* begin Data records *

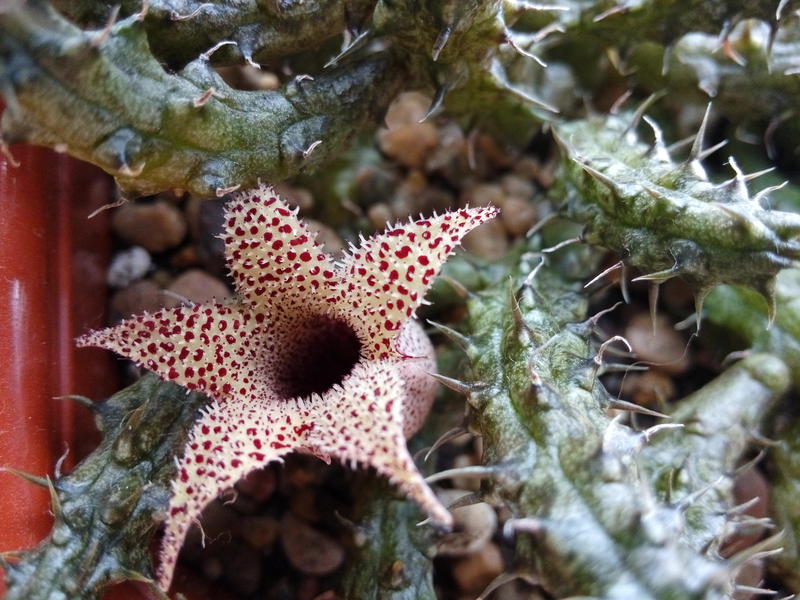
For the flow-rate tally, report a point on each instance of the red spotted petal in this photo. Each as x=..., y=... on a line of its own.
x=273, y=256
x=229, y=441
x=385, y=279
x=210, y=348
x=314, y=357
x=365, y=424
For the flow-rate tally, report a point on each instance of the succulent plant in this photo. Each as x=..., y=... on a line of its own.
x=608, y=499
x=113, y=500
x=667, y=218
x=596, y=502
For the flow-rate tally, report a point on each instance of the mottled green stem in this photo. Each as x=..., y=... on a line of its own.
x=392, y=556
x=108, y=509
x=742, y=311
x=108, y=101
x=666, y=217
x=180, y=31
x=662, y=21
x=784, y=469
x=589, y=520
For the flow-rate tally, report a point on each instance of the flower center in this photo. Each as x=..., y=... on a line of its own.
x=318, y=354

* end Data records *

[Requirements] Rewrite every line of the material above except the pictures, with every x and y point coordinate multiplied by 1.9 and rounded to a whole number, halves rounded up. Keep all other lines unchanged.

[Complete answer]
For the flow-rate tally, report a point on each instance of the red spotted petal in this photo. Each as x=..., y=... on a line of its own.
x=519, y=486
x=435, y=838
x=732, y=530
x=399, y=661
x=597, y=678
x=694, y=806
For the flow-rate tally, report a point on each instance of the succulent plant in this photo. Each as x=..., y=... on a line of its own.
x=1155, y=948
x=215, y=950
x=1267, y=414
x=1132, y=954
For the flow-rate tally, report a point on each instance of the mottled green stem in this photo. Each as x=..., y=... on a line of its own.
x=745, y=1056
x=205, y=967
x=1410, y=591
x=205, y=192
x=1265, y=412
x=342, y=59
x=1258, y=40
x=1490, y=891
x=1119, y=988
For the flow-rate tally, report a point on each instance of the flower center in this photo. Each as x=..., y=... on a line of its own.
x=604, y=673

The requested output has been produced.